## About this exercise
Lines in the listing below may contain the word "chair". State how many do, and nothing more.
----
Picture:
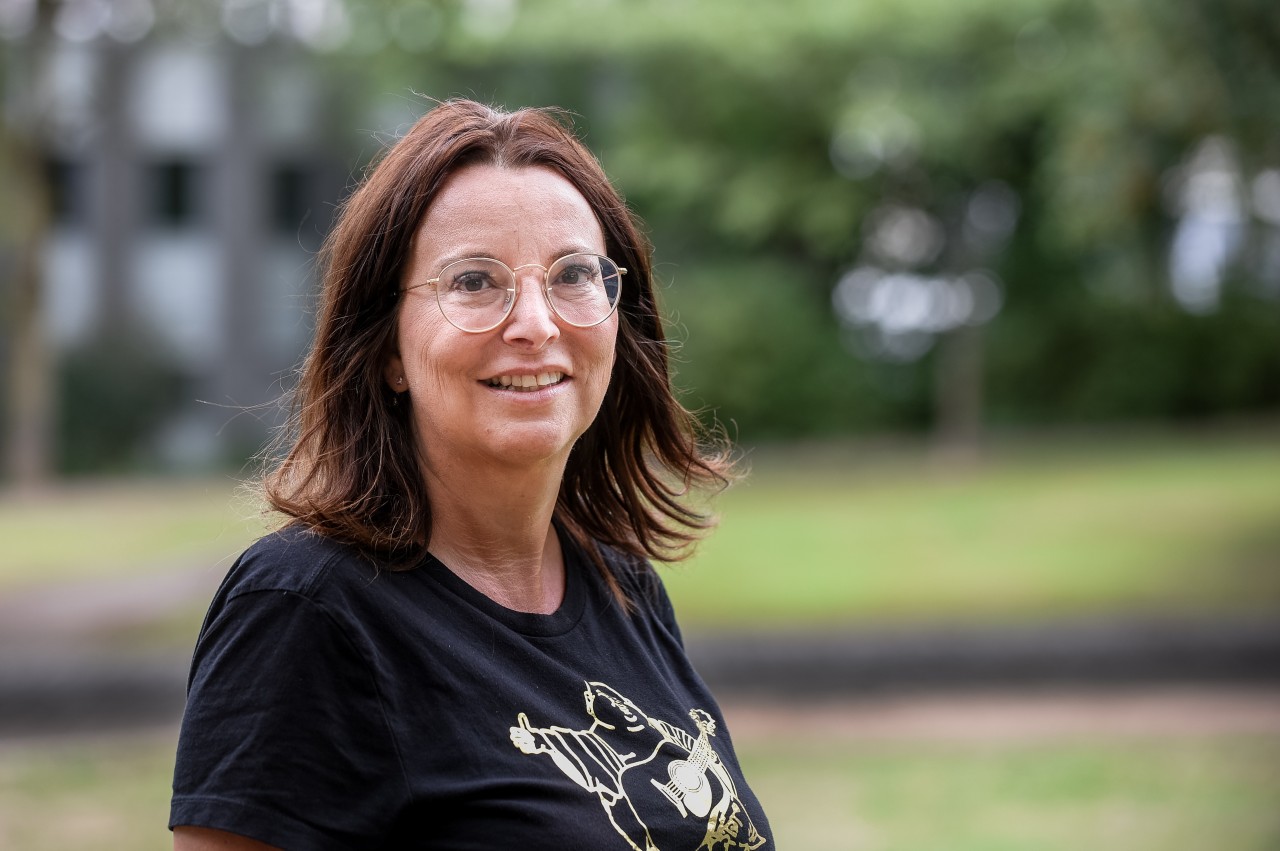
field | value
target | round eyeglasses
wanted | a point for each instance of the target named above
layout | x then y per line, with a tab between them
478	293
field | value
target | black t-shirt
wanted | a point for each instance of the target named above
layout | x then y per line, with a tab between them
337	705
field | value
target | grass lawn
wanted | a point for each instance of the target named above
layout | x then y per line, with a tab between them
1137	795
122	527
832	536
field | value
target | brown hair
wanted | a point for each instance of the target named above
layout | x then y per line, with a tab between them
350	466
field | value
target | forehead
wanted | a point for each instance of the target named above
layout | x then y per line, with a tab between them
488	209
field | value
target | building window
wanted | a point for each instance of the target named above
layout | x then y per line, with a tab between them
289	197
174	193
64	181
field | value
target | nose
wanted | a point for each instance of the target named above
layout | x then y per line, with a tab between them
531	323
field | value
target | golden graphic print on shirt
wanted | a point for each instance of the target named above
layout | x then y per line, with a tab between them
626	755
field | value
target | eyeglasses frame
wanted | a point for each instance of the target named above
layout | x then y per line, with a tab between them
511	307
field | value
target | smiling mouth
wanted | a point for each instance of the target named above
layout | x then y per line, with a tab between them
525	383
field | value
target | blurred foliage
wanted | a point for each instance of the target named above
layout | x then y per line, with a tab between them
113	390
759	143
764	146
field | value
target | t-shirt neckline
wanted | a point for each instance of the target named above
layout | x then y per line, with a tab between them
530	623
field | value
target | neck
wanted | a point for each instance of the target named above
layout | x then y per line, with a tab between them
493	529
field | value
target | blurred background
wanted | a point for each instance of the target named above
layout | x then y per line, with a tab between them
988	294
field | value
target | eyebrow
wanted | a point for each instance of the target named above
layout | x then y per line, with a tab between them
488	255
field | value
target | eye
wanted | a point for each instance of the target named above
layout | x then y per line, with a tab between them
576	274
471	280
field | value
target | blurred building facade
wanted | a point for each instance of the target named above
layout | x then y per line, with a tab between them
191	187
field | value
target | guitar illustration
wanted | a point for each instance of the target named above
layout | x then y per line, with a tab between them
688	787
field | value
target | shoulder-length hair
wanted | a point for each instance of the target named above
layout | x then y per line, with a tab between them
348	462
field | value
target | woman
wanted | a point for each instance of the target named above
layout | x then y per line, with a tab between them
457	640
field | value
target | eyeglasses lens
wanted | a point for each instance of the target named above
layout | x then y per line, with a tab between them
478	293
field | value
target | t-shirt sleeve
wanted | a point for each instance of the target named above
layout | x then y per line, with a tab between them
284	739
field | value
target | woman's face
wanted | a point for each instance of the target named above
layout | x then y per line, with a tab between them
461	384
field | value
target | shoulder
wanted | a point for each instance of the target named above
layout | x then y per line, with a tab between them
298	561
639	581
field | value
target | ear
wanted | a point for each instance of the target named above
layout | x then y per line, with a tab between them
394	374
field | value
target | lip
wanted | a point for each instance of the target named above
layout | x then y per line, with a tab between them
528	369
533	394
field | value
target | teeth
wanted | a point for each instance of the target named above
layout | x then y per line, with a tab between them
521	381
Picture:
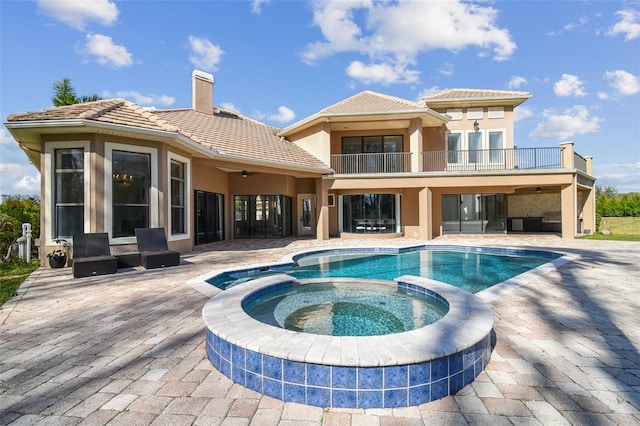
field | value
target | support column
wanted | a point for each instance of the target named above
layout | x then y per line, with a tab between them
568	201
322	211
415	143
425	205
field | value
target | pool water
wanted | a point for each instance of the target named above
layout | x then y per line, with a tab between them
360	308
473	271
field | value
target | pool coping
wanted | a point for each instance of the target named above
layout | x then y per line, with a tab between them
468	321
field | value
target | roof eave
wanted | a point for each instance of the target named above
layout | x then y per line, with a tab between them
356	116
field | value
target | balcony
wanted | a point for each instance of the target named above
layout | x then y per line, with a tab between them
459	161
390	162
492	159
----
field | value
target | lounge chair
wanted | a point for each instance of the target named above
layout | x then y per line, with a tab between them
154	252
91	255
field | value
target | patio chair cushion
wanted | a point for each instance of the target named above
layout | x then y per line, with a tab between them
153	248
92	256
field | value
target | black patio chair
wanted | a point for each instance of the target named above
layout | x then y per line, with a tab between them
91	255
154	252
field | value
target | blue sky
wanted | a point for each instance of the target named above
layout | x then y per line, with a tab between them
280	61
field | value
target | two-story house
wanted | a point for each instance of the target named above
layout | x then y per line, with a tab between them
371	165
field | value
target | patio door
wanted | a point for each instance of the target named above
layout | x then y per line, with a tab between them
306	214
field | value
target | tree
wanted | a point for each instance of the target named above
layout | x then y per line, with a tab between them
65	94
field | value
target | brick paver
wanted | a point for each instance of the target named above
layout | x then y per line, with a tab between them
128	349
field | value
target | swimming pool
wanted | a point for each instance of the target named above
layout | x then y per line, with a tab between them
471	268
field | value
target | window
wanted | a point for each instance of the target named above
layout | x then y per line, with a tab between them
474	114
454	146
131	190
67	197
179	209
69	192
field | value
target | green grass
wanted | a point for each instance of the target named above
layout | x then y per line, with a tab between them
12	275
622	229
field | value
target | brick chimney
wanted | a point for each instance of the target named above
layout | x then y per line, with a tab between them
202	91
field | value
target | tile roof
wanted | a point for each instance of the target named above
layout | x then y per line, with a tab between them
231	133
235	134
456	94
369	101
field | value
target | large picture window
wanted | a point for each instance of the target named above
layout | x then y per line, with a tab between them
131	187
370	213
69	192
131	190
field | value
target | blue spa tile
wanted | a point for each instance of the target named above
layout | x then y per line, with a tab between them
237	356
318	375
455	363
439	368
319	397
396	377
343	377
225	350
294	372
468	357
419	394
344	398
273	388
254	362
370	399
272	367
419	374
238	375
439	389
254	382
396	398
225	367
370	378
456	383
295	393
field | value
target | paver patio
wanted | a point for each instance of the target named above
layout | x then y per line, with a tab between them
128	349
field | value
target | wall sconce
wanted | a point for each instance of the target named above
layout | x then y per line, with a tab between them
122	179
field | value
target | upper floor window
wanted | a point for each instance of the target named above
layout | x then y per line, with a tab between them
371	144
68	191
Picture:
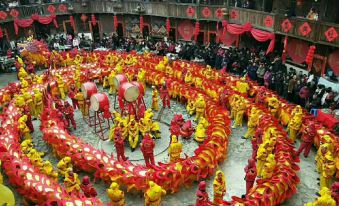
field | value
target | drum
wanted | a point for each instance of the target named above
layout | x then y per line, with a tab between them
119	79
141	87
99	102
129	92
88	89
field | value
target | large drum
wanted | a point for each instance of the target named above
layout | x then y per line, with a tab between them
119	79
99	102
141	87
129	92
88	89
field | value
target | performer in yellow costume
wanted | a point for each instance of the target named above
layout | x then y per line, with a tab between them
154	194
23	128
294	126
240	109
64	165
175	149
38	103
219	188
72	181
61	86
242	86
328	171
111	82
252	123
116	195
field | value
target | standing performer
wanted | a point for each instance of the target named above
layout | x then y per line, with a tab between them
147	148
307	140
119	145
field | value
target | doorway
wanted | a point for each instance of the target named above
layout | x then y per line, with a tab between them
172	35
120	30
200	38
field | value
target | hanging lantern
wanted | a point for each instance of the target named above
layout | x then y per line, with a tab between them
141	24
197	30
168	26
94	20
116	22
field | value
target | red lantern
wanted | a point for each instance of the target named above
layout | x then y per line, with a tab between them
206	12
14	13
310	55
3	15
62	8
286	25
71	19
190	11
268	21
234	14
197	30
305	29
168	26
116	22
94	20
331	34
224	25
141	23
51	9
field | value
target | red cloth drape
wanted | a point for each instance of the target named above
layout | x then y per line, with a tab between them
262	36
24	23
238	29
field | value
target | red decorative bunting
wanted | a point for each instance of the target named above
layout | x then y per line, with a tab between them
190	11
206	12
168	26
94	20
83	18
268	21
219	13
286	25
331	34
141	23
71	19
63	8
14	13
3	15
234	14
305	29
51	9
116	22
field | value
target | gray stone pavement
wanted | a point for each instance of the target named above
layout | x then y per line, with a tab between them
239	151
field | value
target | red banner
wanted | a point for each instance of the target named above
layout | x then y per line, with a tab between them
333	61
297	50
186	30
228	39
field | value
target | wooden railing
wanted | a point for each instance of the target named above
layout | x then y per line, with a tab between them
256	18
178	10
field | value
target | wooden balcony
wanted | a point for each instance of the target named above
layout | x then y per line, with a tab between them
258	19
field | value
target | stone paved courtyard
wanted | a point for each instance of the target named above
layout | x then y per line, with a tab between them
----
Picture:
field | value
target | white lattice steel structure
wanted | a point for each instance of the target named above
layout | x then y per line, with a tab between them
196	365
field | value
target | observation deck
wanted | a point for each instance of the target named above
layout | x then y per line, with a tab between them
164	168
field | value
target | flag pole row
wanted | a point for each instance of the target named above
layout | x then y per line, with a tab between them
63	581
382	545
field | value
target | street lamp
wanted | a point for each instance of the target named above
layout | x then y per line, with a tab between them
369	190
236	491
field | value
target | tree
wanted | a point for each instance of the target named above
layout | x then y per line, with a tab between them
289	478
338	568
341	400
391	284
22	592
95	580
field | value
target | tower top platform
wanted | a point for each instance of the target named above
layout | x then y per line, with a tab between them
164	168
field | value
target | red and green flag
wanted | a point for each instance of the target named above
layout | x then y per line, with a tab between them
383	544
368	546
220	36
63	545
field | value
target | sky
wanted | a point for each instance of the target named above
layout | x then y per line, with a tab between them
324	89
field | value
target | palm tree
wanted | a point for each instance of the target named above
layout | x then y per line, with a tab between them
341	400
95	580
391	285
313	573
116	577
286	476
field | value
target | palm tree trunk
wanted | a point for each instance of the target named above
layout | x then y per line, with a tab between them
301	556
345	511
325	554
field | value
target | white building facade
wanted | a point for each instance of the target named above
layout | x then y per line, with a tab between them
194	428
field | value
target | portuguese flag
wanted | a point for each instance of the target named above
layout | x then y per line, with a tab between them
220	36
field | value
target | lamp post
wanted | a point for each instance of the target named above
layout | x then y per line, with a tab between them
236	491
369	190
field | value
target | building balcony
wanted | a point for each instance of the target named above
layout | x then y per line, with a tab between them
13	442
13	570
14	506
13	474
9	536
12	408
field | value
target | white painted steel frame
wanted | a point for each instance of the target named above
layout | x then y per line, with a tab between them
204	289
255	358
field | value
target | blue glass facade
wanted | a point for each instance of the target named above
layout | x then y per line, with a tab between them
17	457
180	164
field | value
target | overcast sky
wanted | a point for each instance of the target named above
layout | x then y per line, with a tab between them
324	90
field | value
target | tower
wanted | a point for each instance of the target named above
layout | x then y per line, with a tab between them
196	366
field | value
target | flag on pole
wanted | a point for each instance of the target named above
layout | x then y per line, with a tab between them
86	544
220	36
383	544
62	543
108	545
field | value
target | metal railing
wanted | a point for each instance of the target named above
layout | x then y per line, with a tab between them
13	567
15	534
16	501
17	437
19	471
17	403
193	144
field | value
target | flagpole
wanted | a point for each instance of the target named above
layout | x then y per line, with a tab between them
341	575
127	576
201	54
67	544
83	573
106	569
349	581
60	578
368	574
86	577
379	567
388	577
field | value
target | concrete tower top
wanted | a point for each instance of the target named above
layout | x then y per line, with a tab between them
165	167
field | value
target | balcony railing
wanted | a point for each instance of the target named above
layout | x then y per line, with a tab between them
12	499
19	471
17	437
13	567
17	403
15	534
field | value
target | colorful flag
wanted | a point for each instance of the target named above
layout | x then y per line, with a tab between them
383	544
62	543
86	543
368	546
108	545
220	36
----
## Answer area
3